Stored data >>
------------------------------------

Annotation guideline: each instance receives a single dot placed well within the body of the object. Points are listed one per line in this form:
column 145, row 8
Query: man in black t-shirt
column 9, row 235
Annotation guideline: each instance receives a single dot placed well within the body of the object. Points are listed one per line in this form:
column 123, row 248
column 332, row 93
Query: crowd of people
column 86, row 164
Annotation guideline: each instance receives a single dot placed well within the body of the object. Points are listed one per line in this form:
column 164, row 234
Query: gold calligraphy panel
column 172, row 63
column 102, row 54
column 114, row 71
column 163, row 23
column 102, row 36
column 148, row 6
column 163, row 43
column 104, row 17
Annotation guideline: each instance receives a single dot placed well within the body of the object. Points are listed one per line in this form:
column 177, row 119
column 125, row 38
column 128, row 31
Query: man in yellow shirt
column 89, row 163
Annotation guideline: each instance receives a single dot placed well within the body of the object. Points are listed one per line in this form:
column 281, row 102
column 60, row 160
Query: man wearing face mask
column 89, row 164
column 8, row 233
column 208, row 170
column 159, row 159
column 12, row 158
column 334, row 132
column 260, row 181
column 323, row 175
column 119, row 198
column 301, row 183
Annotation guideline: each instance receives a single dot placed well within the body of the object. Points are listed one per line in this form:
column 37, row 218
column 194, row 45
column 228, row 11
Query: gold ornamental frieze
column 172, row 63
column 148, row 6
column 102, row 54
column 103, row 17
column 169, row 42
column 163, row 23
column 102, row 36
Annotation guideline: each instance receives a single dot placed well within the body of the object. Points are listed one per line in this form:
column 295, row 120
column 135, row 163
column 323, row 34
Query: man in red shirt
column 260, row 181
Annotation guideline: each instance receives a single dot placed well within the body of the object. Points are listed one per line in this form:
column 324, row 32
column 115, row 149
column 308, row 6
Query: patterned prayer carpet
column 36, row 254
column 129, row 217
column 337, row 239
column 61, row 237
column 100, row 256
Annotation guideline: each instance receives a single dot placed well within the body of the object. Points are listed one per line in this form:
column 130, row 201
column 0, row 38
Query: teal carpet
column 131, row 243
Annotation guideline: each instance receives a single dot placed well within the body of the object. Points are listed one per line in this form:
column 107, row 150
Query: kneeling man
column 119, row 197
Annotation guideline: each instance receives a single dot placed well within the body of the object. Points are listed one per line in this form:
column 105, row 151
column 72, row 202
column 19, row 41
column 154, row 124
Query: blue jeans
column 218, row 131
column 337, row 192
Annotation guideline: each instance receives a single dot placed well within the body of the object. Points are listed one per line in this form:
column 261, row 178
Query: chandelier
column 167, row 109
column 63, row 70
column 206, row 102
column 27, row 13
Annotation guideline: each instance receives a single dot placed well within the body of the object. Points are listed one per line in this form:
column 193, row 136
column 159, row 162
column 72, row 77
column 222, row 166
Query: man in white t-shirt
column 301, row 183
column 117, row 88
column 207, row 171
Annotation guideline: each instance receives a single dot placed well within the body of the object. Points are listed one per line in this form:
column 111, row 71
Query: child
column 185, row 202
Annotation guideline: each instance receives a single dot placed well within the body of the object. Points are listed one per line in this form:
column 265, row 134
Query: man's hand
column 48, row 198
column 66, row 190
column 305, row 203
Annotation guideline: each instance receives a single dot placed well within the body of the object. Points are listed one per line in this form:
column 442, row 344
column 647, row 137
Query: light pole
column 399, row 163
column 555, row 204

------------------------------------

Exercise objective >>
Repeat the data. Leave nothing out and change nothing.

Solved exercise >>
Annotation guideline: each instance receives a single dot placed well within the body of the object. Points are listed one per line in this form:
column 145, row 8
Query: man in black t-shirt
column 9, row 235
Annotation guideline: each instance receives a single dot placed well within the body of the object. Points are listed one per line in this form:
column 123, row 248
column 332, row 93
Query: crowd of people
column 86, row 164
Annotation guideline: each instance receives a single dot placed well within the body of the object. Points are listed one per line in this form:
column 164, row 234
Query: gold calligraphy panel
column 172, row 63
column 102, row 54
column 114, row 71
column 163, row 23
column 102, row 36
column 148, row 6
column 163, row 43
column 104, row 17
Annotation guideline: each instance receives a single dot placed well within the body of the object. Points are listed one per line in this form:
column 177, row 119
column 125, row 38
column 128, row 31
Query: man in yellow shirt
column 89, row 163
Annotation guideline: each instance receives a single dot placed well within the body of the object. Points are listed one per line in this form:
column 281, row 102
column 60, row 160
Query: man wearing face mask
column 89, row 164
column 8, row 233
column 208, row 170
column 159, row 159
column 12, row 158
column 334, row 132
column 260, row 181
column 323, row 175
column 119, row 198
column 301, row 183
Annotation guideline: each instance receives a single dot placed well within the body of the object. Points are listed one per line in this form:
column 37, row 218
column 194, row 45
column 228, row 11
Query: gold ornamental frieze
column 172, row 63
column 148, row 6
column 102, row 54
column 103, row 17
column 169, row 42
column 163, row 23
column 102, row 36
Annotation guideline: each instance receives a single dot placed well within the body of the object. Points are listed one per line in this form:
column 295, row 120
column 135, row 163
column 323, row 34
Query: man in red shirt
column 260, row 181
Annotation guideline: each instance receives a single dot placed well within the body of the object. Points are listed one per line in this form:
column 324, row 32
column 115, row 149
column 308, row 6
Query: patterned prayer carpet
column 36, row 254
column 129, row 217
column 337, row 239
column 61, row 237
column 100, row 256
Annotation guideline: each instance receives a single dot placed well within the body of the object. Points are listed one per line in this form:
column 130, row 201
column 0, row 38
Query: teal carpet
column 131, row 243
Annotation guideline: each instance receives a single dot placed well within the body of the object. Points are listed one per line in this form:
column 107, row 150
Query: kneeling man
column 119, row 197
Annotation guideline: each instance receives a single dot placed well within the body of the object. Points are listed one per line in this form:
column 105, row 151
column 72, row 202
column 19, row 41
column 154, row 124
Query: blue jeans
column 218, row 131
column 337, row 192
Annotation guideline: each instance receives a single dot placed well within the body of the object. Points are listed one per line in this form:
column 261, row 178
Query: chandelier
column 167, row 109
column 63, row 70
column 206, row 102
column 27, row 13
Annotation guideline: each instance receives a single dot placed well within the body of the object. Points are listed one per line in this form:
column 193, row 136
column 159, row 162
column 72, row 77
column 222, row 166
Query: man in white t-shirt
column 301, row 183
column 117, row 88
column 207, row 171
Annotation guideline: each instance receives a single dot placed well within the body of the object. Points are listed one per line in this form:
column 111, row 71
Query: child
column 185, row 202
Annotation guideline: each instance receives a single dot placed well within the body of the object. Points are listed one per line in this form:
column 265, row 134
Query: man's hand
column 48, row 198
column 66, row 190
column 305, row 203
Annotation guideline: each instance receives a single dot placed well within the body of the object. Points are listed one per line in this form:
column 442, row 344
column 647, row 137
Query: light pole
column 399, row 163
column 555, row 204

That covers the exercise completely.